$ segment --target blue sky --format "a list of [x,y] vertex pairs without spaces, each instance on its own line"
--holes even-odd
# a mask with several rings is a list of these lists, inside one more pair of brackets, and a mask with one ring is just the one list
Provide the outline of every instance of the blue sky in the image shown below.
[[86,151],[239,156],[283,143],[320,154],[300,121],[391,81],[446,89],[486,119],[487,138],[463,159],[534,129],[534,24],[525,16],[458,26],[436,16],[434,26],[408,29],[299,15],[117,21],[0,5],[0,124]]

********

**Task item**. Within the records, how many lines include "list"? The answer is the number and nothing else.

**Exercise solution**. 2